Question

A lamp post is situated at the middle point $M$ of the side $AC$ of a triangular plot $ABC$ with $BC = 7\, m$, $CA = 8\, m$ and $AB = 9 \,m$. Lamp post subtends an angle $15^{\circ}$ at the point $B$. Determine the height of the lamp post.

• A. $5\left(2-\sqrt{3}\right)m$
• B. $7\left(2-\sqrt{3}\right)m$
• C. $\left(2-\sqrt{3}\right)m$
• D. $4\left(2-\sqrt{3}\right)m$

Answer 1

Answer: (B)

From fig., we have $AB = 9 = c$,
$BC = 7 \,m = a$ and
$AC = 8\, m = b$.



$M$ is the mid-point of the side $AC$ at which lamp post $MP$ of height $h$ (say) is located. Again, it is given that lamp post subtends an angle $\theta$ (say) at $B$ which is $15^{\circ}$.
····················
**Tasks to complete**
1. In the lamp post problem, what angle does the lamp post subtend at point $B$?
2. Copy the lamp post problem from "A lamp post" to "the lamp post.".

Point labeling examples
····················
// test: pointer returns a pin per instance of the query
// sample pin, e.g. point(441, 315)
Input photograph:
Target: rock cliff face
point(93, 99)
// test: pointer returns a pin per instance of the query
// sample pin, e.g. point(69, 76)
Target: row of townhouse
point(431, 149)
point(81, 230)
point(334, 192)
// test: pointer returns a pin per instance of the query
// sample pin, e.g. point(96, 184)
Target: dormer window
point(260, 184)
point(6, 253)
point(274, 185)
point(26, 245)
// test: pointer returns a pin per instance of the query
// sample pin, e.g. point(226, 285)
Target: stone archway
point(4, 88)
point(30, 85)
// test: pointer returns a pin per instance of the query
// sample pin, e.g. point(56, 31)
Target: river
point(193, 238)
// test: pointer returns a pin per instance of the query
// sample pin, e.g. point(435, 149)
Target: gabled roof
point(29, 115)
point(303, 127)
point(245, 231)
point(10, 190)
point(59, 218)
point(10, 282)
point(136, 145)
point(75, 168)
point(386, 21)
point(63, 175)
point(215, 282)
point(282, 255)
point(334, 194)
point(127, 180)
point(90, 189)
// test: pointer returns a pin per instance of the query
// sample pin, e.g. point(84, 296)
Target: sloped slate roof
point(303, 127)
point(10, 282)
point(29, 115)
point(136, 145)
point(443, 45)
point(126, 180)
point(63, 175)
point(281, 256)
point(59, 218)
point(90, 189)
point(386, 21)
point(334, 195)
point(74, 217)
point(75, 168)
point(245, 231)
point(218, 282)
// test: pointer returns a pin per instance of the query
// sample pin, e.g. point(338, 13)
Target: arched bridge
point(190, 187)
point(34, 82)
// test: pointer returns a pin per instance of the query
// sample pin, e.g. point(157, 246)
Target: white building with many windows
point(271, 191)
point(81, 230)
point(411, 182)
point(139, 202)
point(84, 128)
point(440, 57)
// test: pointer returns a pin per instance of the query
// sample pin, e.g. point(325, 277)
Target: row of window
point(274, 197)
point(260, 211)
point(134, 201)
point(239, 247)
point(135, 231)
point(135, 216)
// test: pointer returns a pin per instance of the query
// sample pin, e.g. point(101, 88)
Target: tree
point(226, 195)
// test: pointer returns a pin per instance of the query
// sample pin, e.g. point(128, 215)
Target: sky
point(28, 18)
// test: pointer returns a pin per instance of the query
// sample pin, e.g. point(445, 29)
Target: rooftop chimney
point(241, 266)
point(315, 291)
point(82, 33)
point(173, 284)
····················
**Outputs**
1. $15^{\circ}$

2.
A lamp post is situated at the middle point $M$ of the side $AC$ of a triangular plot $ABC$ with $BC = 7\, m$, $CA = 8\, m$ and $AB = 9 \,m$. Lamp post subtends an angle $15^{\circ}$ at the point $B$. Determine the height of the lamp post.